## WHAT IS ASKED:
Write out again the records from the line that has "instance: [(383, 261)]" through the line that has "[(304, 406)]", including the requests and nothing outside that span. Multiply every coordinate in the answers by 1.45 and round it to a whole number, rounding halves up; leave the requests and their sample coordinates unchanged.

## ITEMS:
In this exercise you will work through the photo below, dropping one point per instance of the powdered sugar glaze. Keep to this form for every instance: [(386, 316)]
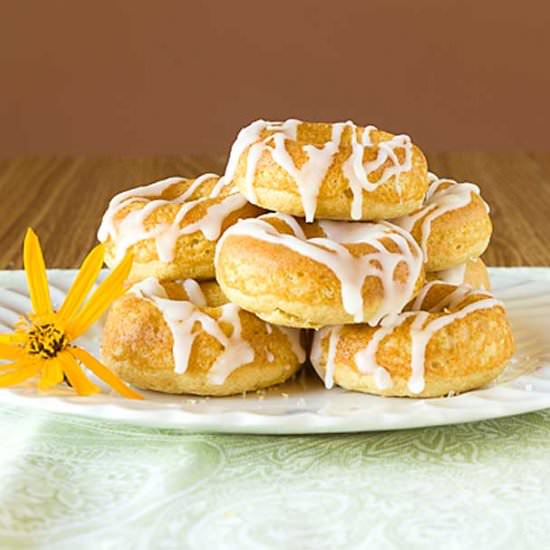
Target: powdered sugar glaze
[(310, 176), (132, 228)]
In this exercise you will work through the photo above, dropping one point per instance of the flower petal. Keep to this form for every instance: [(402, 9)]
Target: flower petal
[(22, 371), (76, 377), (85, 279), (35, 269), (110, 289), (101, 371), (52, 374), (12, 353)]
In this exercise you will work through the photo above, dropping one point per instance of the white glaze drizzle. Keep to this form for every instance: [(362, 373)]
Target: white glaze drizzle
[(310, 176), (439, 200), (131, 229), (421, 332), (351, 271), (182, 315)]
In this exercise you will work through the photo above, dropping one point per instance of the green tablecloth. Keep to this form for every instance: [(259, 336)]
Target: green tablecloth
[(71, 483)]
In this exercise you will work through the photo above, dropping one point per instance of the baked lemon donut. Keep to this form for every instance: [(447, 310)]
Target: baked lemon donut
[(309, 275), (452, 226), (473, 273), (186, 338), (171, 226), (453, 339), (334, 171)]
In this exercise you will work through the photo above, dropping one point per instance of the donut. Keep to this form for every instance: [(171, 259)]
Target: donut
[(336, 171), (452, 226), (450, 340), (473, 273), (309, 275), (171, 226), (184, 337)]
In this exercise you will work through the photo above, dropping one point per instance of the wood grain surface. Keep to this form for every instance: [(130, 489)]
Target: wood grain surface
[(63, 199)]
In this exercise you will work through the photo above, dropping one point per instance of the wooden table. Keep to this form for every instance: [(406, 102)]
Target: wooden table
[(63, 199)]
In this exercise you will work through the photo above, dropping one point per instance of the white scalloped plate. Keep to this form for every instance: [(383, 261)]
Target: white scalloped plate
[(304, 406)]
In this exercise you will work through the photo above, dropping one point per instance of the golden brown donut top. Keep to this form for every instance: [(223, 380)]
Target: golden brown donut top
[(437, 306), (167, 209), (188, 307), (444, 196), (306, 151)]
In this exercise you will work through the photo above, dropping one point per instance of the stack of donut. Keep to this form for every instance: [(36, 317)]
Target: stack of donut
[(331, 227)]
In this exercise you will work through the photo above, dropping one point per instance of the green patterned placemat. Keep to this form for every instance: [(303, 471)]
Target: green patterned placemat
[(70, 482)]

## EXERCISE SOLUTION:
In this exercise you will work through the photo above, dropping one point per instance of the white scalloped plate. Keep to this form for every instance: [(383, 261)]
Target: white scalloped plate
[(441, 589)]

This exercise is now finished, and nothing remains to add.